→ Requirement
From the passage on ransomware attacks and the National Guard, pull out word for word the part that opens with the words containing "In the aftermath" and closes with "their cybersecurity strategies.".

In the aftermath of costly ransomware attacks on Baltimore, Atlanta, and two cities in Florida, the cybersecurity community would be wise to reexamine the March 2018 Colorado declaration. These incidents underscore persistent challenges posed by vulnerability management and incident response in a resource-constrained context—even with private-sector assistance. Yet public reporting does not indicate that city leaders in the affected municipalities have requested assistance from the National Guard. They should consider doing so—for the same reason that many states, including Colorado, are examining how the Guard might play a more prominent role in their cybersecurity strategies.

→ Information shown
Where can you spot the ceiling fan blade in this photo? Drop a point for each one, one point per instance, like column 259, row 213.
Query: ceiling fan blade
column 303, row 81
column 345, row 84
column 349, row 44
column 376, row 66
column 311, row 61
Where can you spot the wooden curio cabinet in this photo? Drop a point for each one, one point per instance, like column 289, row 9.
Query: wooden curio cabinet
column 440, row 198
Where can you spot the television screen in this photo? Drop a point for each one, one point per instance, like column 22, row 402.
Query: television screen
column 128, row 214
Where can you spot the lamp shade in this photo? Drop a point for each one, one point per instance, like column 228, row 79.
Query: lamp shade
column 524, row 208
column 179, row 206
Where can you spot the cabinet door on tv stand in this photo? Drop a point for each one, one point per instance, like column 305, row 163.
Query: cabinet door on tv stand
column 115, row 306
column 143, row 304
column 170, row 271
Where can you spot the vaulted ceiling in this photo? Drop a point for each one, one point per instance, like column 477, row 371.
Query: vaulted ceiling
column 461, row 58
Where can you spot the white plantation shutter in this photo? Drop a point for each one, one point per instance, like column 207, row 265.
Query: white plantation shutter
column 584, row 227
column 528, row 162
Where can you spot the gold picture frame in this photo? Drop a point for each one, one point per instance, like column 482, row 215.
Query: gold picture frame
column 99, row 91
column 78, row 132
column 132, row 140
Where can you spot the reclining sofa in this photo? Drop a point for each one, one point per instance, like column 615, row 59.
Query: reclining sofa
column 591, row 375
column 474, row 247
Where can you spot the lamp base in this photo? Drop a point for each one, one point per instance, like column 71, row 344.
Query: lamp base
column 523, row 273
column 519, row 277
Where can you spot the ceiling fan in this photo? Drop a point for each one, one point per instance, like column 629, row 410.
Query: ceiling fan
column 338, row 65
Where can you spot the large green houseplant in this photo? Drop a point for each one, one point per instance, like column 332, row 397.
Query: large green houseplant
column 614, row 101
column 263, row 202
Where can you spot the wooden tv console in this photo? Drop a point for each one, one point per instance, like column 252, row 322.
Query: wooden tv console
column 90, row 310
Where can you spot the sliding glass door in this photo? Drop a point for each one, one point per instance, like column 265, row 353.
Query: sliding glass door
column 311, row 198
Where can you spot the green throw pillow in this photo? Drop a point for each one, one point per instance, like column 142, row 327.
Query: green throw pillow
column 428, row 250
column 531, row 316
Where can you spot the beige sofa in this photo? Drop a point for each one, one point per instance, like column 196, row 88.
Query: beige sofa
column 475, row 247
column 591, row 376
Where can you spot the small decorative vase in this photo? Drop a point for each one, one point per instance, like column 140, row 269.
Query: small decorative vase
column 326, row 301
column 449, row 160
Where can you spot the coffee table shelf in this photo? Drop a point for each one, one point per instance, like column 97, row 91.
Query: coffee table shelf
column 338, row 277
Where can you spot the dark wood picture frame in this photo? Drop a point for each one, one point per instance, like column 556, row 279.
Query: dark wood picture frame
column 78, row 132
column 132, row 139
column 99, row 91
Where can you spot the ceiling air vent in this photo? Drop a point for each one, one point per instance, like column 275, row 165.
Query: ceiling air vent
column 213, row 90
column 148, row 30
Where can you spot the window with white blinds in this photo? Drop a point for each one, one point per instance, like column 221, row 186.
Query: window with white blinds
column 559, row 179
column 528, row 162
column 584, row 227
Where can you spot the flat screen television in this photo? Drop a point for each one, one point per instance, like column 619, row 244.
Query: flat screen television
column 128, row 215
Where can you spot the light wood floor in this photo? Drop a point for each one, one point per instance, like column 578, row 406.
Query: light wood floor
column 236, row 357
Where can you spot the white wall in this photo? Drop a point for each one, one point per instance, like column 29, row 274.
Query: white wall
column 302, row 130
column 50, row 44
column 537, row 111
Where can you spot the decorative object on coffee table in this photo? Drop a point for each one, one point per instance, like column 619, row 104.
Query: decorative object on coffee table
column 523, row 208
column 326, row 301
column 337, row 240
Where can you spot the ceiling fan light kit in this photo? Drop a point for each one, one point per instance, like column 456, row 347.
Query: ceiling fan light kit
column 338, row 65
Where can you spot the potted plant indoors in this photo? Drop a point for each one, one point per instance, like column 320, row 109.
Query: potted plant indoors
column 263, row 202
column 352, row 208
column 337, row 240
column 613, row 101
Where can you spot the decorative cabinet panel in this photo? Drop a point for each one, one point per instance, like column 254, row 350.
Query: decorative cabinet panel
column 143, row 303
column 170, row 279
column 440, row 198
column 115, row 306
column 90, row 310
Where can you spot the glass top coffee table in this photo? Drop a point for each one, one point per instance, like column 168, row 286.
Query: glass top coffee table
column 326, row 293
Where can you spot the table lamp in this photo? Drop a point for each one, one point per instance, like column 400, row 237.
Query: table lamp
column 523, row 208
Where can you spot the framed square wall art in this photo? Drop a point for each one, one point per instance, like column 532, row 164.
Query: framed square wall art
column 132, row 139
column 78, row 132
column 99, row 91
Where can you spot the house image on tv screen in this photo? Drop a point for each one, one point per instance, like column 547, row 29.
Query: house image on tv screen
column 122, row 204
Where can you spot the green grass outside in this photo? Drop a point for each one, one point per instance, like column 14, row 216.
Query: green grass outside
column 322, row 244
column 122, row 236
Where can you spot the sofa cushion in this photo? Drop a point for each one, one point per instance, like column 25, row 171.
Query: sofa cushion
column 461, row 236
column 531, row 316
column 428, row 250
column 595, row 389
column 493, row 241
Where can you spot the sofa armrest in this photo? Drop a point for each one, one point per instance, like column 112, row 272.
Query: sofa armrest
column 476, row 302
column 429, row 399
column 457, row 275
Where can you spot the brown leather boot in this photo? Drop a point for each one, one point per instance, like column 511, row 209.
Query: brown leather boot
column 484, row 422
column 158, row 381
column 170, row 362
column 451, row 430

→ Solution to the problem
In the aftermath of costly ransomware attacks on Baltimore, Atlanta, and two cities in Florida, the cybersecurity community would be wise to reexamine the March 2018 Colorado declaration. These incidents underscore persistent challenges posed by vulnerability management and incident response in a resource-constrained context—even with private-sector assistance. Yet public reporting does not indicate that city leaders in the affected municipalities have requested assistance from the National Guard. They should consider doing so—for the same reason that many states, including Colorado, are examining how the Guard might play a more prominent role in their cybersecurity strategies.